▶ [WHAT IS EXPECTED]
Identify every line of the records that contains the string "dune", and copy each one in full. Case counts.

▶ [INPUT]
┌──

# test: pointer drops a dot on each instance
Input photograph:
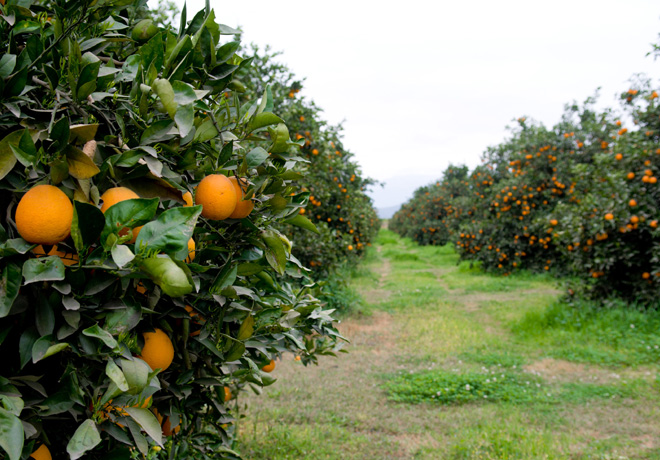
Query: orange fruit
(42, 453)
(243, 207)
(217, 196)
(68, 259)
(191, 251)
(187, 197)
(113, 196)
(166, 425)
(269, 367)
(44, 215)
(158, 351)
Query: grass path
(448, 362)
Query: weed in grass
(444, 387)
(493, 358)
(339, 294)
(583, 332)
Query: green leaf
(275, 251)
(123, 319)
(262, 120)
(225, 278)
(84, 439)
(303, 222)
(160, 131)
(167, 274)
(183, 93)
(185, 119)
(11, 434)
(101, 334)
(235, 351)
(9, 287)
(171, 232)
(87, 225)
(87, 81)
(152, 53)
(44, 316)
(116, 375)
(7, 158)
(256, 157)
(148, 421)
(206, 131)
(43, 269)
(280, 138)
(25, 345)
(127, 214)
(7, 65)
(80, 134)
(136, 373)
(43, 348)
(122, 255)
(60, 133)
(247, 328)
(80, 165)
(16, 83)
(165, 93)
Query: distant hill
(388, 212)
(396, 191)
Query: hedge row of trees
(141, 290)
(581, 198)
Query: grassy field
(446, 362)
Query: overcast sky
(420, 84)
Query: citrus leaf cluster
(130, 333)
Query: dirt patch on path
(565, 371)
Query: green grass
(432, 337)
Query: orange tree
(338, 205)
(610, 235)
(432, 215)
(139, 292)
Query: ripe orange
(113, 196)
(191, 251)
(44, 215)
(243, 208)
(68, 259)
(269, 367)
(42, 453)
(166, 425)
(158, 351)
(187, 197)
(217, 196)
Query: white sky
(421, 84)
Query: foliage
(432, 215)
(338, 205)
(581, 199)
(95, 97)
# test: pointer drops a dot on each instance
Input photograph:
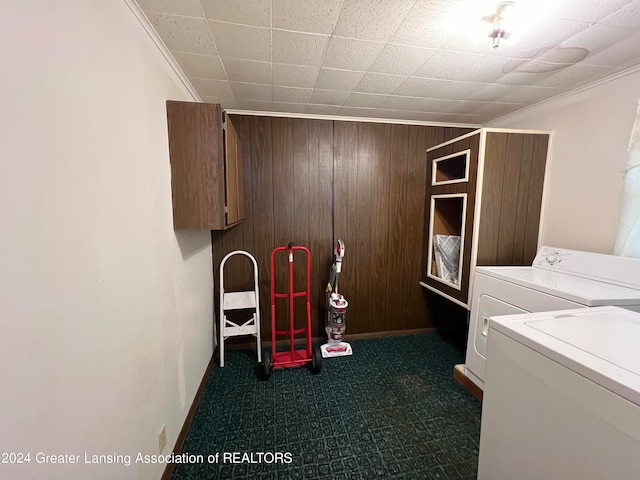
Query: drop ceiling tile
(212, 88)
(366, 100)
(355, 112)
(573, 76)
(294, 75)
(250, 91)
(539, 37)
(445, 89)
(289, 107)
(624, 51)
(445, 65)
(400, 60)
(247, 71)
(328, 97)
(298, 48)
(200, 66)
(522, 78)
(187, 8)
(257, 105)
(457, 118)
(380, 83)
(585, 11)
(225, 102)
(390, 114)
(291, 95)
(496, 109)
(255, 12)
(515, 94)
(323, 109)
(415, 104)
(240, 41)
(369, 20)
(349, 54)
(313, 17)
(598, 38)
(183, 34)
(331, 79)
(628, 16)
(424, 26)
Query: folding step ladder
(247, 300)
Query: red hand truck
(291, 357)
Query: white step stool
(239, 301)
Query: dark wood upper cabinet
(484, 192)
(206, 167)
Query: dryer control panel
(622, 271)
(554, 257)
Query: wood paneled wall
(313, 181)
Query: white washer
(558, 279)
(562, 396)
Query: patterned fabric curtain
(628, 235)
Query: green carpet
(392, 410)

└──
┌──

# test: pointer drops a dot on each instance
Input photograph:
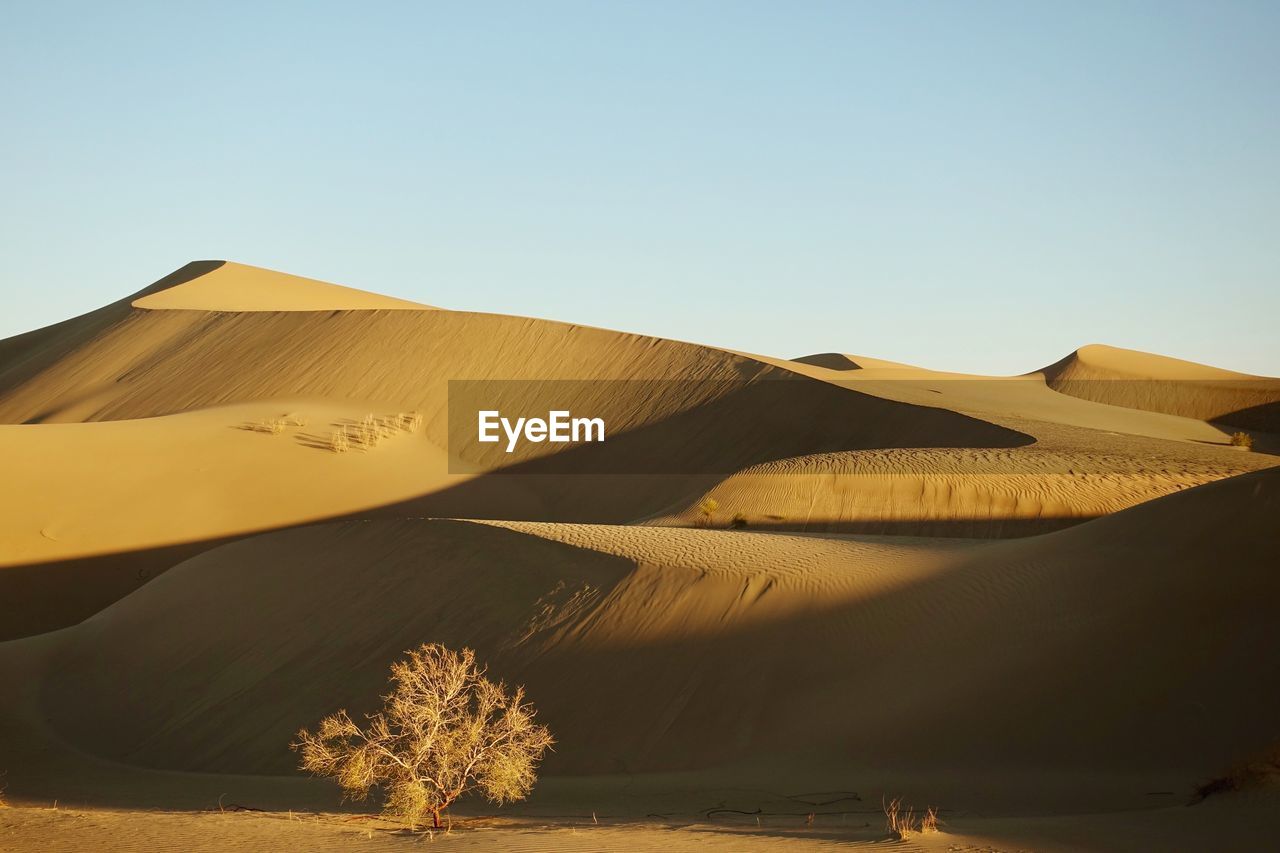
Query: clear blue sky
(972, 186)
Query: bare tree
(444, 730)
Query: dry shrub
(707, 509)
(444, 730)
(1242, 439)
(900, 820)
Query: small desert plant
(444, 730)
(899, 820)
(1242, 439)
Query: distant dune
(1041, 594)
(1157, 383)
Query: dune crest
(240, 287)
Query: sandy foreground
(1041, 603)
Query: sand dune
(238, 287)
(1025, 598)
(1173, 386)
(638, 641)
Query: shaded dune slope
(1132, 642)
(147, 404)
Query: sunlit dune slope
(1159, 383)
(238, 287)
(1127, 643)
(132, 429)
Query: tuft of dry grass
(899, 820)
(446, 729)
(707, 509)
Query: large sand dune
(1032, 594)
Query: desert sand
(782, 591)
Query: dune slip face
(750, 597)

└──
┌──

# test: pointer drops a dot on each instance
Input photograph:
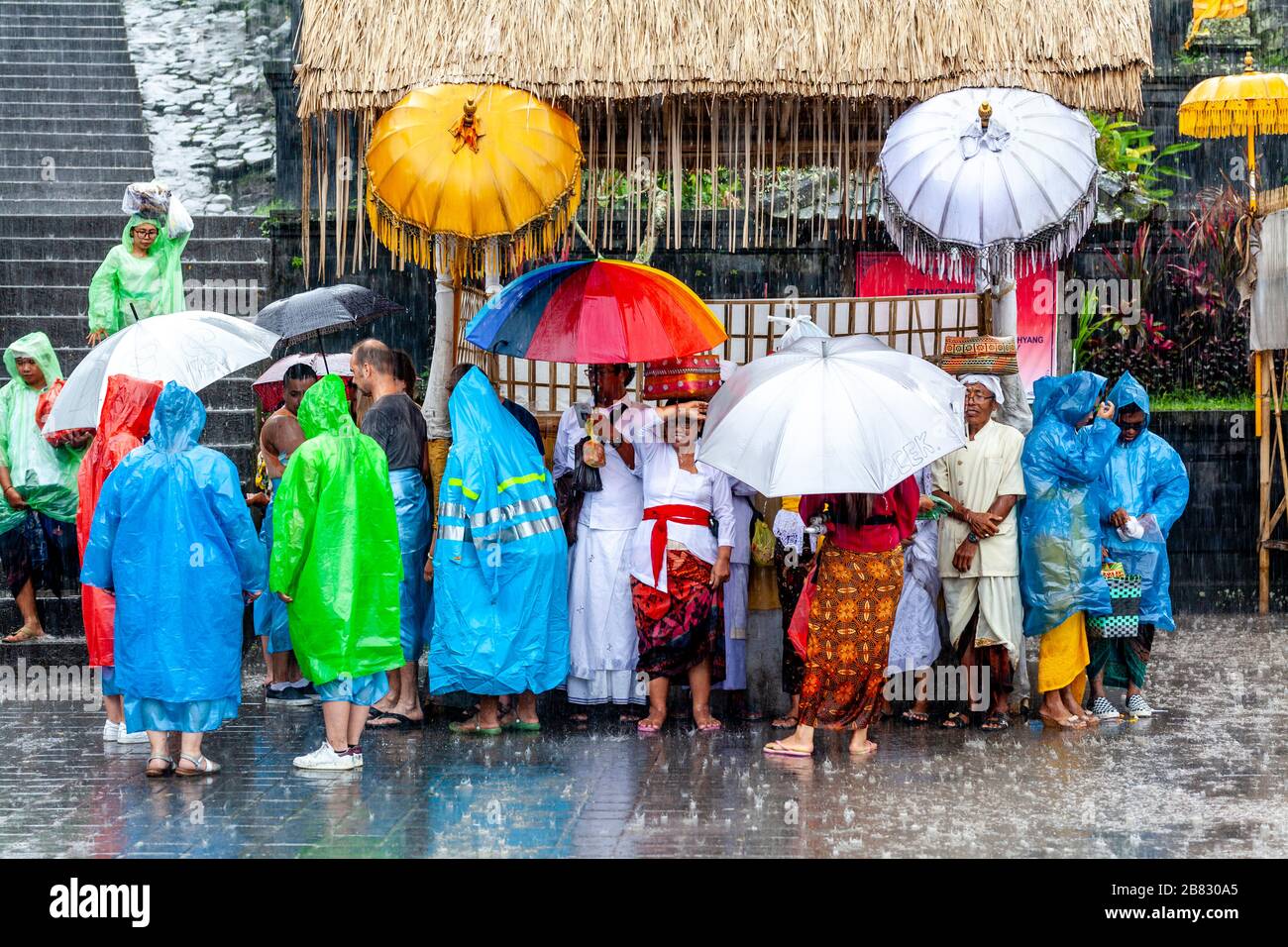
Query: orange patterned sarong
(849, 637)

└──

▶ [SOLUTION BELOW]
Query: distant dune
Query: dune crest
Query: sand dune
Query: shaded dune slope
Query: sunlit dune slope
Query: large sand dune
Query: dune slip face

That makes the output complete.